The equal-weight raw universe performed strongly during the evaluation period, which explains why the internal benchmark return is high.

The benchmark is an internal price-panel diagnostic, not an external market index.

Portfolio Construction Explorer

The final improvement came from separating score generation from portfolio construction. Top-N and holding-buffer sweeps showed that LSTM alpha was concentrated in the highest-ranked names.

Top-N / Buffer Sharpe Heatmap

Hover cells for details. The final Top-18 / Buffer-30 point is highlighted.

Selected Configuration

Top 18 / Buffer 30
Sharpe 5.27. The strongest region is around Top-18 / Top-20, indicating that excessive diversification diluted the top-bucket signal.

Holding Buffer Rule

New positions must enter the Top-18 bucket. Existing holdings may remain if they are still ranked inside the broader Top-30 buffer. This reduces unnecessary churn around the selection boundary.

## Task requirements
What are the four section headings in the portfolio construction passage?

## Raw data
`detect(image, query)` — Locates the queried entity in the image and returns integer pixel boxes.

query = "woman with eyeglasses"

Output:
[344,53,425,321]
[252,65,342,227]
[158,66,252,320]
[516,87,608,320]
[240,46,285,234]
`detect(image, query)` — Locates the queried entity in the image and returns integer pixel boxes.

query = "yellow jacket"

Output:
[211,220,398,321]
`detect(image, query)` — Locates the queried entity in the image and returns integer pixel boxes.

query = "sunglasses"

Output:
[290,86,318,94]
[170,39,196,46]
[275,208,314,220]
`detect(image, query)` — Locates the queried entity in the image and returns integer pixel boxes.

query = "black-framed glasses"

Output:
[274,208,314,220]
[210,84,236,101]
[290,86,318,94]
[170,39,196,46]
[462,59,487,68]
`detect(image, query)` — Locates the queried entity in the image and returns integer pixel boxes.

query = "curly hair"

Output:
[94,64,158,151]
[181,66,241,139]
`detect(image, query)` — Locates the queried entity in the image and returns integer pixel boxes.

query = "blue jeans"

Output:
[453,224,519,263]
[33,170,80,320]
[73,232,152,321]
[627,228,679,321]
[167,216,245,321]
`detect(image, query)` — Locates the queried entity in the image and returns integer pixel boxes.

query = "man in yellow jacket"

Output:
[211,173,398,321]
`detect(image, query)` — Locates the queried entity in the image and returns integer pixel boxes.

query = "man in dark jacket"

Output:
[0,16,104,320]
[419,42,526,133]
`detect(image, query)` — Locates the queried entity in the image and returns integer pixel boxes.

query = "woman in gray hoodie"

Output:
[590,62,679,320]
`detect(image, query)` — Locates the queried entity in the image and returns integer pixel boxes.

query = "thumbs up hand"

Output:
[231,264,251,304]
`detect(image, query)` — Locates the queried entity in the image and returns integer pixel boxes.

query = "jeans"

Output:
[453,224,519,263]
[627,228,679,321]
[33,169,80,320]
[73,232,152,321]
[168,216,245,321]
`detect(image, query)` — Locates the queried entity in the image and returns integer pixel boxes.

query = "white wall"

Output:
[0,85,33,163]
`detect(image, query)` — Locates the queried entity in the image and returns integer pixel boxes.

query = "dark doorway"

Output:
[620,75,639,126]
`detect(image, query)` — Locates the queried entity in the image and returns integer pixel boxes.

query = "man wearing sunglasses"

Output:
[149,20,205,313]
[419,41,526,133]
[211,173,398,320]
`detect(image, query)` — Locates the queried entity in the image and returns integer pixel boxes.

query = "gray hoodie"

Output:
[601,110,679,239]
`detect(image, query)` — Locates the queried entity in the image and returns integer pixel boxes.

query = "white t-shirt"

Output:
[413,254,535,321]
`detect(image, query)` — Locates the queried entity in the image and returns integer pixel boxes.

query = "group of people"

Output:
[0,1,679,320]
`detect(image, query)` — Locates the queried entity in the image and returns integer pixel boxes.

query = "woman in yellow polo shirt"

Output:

## Result of this task
- Portfolio Construction Explorer
- Top-N / Buffer Sharpe Heatmap
- Selected Configuration
- Holding Buffer Rule